* **Task to carry out**
Reproduce all records exactly.

* **Dataset excerpts**
☆ ☆ ☆
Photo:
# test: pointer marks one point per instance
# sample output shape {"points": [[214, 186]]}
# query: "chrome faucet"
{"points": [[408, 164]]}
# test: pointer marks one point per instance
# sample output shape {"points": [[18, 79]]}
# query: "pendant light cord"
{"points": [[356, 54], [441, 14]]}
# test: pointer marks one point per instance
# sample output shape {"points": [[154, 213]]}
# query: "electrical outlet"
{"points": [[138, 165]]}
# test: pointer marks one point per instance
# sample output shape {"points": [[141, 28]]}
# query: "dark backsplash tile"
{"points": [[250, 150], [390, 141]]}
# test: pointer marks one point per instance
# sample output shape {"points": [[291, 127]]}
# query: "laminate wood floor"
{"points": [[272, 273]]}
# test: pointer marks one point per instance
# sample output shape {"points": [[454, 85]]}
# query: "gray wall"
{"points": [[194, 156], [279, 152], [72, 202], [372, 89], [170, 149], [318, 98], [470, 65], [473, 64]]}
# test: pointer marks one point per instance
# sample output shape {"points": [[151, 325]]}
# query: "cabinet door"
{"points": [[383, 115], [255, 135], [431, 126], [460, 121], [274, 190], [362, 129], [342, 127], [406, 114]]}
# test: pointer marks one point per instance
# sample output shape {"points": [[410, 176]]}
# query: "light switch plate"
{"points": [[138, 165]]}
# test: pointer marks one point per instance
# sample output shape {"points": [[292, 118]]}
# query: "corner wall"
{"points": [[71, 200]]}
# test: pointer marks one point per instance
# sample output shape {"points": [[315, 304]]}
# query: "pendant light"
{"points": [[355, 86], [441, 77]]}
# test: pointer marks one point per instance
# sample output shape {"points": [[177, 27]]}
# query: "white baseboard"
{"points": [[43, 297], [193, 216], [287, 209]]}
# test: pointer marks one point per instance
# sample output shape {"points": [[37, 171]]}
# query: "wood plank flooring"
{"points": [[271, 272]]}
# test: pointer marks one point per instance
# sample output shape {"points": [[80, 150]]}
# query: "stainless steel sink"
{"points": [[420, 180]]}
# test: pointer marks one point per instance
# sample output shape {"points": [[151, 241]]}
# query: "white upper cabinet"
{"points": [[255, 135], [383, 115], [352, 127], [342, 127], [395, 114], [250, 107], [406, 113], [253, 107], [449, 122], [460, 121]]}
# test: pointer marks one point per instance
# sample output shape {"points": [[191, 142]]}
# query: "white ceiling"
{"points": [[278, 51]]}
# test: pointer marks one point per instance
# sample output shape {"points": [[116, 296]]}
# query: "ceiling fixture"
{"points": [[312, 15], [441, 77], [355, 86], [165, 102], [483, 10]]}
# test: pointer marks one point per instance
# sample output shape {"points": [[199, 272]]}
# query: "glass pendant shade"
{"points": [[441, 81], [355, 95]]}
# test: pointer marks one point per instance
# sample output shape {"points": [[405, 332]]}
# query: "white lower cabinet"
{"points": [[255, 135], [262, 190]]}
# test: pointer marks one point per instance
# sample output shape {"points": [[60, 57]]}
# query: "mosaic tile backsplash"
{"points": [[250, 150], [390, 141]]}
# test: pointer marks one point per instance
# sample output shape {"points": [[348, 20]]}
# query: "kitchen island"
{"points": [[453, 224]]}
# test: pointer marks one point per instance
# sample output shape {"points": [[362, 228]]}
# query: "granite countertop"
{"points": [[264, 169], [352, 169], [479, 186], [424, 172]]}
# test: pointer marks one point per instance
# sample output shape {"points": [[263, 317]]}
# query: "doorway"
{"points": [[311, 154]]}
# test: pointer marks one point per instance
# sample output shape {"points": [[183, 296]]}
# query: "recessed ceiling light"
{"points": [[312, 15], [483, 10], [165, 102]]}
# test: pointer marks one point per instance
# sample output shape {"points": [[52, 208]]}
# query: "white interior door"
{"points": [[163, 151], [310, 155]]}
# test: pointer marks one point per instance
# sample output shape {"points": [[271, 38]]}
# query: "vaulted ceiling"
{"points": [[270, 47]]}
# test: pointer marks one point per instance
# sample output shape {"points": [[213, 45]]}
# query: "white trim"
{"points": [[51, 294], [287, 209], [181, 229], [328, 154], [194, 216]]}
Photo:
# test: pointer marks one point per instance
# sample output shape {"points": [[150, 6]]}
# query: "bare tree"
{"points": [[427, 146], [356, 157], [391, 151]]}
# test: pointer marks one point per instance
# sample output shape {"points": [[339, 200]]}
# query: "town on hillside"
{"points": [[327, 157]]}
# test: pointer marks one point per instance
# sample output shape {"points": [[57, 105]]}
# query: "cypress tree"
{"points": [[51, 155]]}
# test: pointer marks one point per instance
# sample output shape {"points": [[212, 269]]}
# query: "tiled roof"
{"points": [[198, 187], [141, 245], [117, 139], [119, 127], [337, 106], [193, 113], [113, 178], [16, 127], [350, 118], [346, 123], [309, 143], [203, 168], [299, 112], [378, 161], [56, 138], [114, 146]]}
☆ ☆ ☆
* **Finished answer**
Photo:
# test: pointer marks one point per instance
# sample output shape {"points": [[214, 186]]}
# query: "chrome faucet"
{"points": [[408, 164]]}
# test: pointer marks one point per instance
# sample output shape {"points": [[18, 79]]}
# query: "pendant light cord"
{"points": [[356, 54], [441, 14]]}
# test: pointer marks one point per instance
# sample output shape {"points": [[154, 213]]}
# query: "electrical outlet"
{"points": [[138, 165]]}
# test: pointer marks one point per instance
# sample output shape {"points": [[141, 28]]}
# query: "dark backsplash tile"
{"points": [[250, 150], [390, 141]]}
# test: pointer marks one point per instance
# sample output shape {"points": [[291, 127]]}
# query: "laminate wood floor"
{"points": [[272, 273]]}
# test: pointer marks one point per instance
# sample output shape {"points": [[454, 85]]}
# query: "gray wall"
{"points": [[194, 156], [279, 152], [72, 202], [372, 89], [170, 149], [318, 98], [470, 65], [473, 64]]}
# test: pointer marks one point per instance
# sample output shape {"points": [[151, 325]]}
# query: "cabinet door"
{"points": [[383, 115], [255, 135], [431, 126], [460, 121], [274, 190], [362, 129], [342, 127], [406, 114]]}
# test: pointer marks one point per instance
# sample output shape {"points": [[410, 176]]}
# query: "light switch plate"
{"points": [[138, 165]]}
# test: pointer marks one point per instance
# sample output shape {"points": [[292, 118]]}
# query: "corner wall"
{"points": [[71, 200]]}
# test: pointer marks one point per instance
# sample output shape {"points": [[315, 304]]}
# query: "pendant light"
{"points": [[355, 86], [441, 77]]}
# test: pointer marks one point per instance
# sample output shape {"points": [[177, 27]]}
# query: "white baseboard"
{"points": [[43, 297], [193, 216], [287, 209]]}
# test: pointer marks one point per instance
# sample output shape {"points": [[37, 171]]}
# query: "wood plank flooring"
{"points": [[271, 272]]}
# test: pointer marks one point per instance
# sample output shape {"points": [[80, 150]]}
# query: "stainless steel sink"
{"points": [[420, 180]]}
# test: pointer marks one point per instance
# sample output shape {"points": [[151, 241]]}
# query: "white upper cabinet"
{"points": [[255, 135], [383, 115], [352, 127], [342, 127], [395, 114], [250, 107], [406, 113], [253, 107], [449, 122], [460, 121]]}
# test: pointer marks one point per instance
# sample output shape {"points": [[191, 142]]}
# query: "white ceiling"
{"points": [[278, 51]]}
# test: pointer marks one point per instance
# sample output shape {"points": [[116, 296]]}
# query: "ceiling fixture"
{"points": [[312, 15], [441, 77], [355, 86], [165, 102], [483, 10]]}
# test: pointer marks one point per instance
# sample output shape {"points": [[199, 272]]}
# query: "glass pendant shade"
{"points": [[441, 81], [355, 95]]}
# test: pointer marks one point per instance
# sample output shape {"points": [[405, 332]]}
# query: "white lower cabinet"
{"points": [[255, 135], [262, 190]]}
# test: pointer marks one point per instance
# sample output shape {"points": [[60, 57]]}
# query: "mosaic tile backsplash"
{"points": [[250, 150], [390, 141]]}
# test: pointer marks one point per instance
# sample output shape {"points": [[348, 20]]}
# query: "kitchen island"
{"points": [[453, 224]]}
# test: pointer marks one point per instance
# sample output shape {"points": [[362, 228]]}
# query: "granite countertop"
{"points": [[264, 169], [352, 169], [479, 186], [424, 172]]}
# test: pointer marks one point per instance
# sample output shape {"points": [[263, 317]]}
# query: "doorway"
{"points": [[311, 154]]}
# test: pointer marks one point per instance
# sample output shape {"points": [[183, 296]]}
# query: "recessed ceiling light"
{"points": [[312, 15], [483, 10], [165, 102]]}
# test: pointer marks one point per instance
# sample output shape {"points": [[52, 208]]}
# query: "white interior door"
{"points": [[163, 151], [310, 155]]}
# test: pointer marks one point per instance
# sample output shape {"points": [[271, 38]]}
# query: "vaulted ceiling"
{"points": [[270, 47]]}
# test: pointer marks one point per instance
# sample output shape {"points": [[213, 45]]}
# query: "white trim"
{"points": [[51, 294], [287, 209], [181, 229], [328, 154], [194, 216]]}
Photo:
# test: pointer marks one point per instance
# sample output shape {"points": [[150, 6]]}
# query: "bare tree"
{"points": [[427, 146], [356, 157], [391, 151]]}
# test: pointer marks one point per instance
# sample output shape {"points": [[339, 200]]}
# query: "town on hillside"
{"points": [[327, 157]]}
# test: pointer marks one point per instance
# sample output shape {"points": [[57, 105]]}
# query: "cypress tree"
{"points": [[51, 155]]}
# test: pointer marks one point per instance
# sample output shape {"points": [[212, 269]]}
# query: "tiled roof"
{"points": [[198, 187], [141, 245], [117, 139], [119, 127], [337, 106], [193, 113], [113, 178], [16, 127], [350, 118], [346, 123], [309, 143], [203, 168], [299, 112], [378, 161], [56, 138], [114, 146]]}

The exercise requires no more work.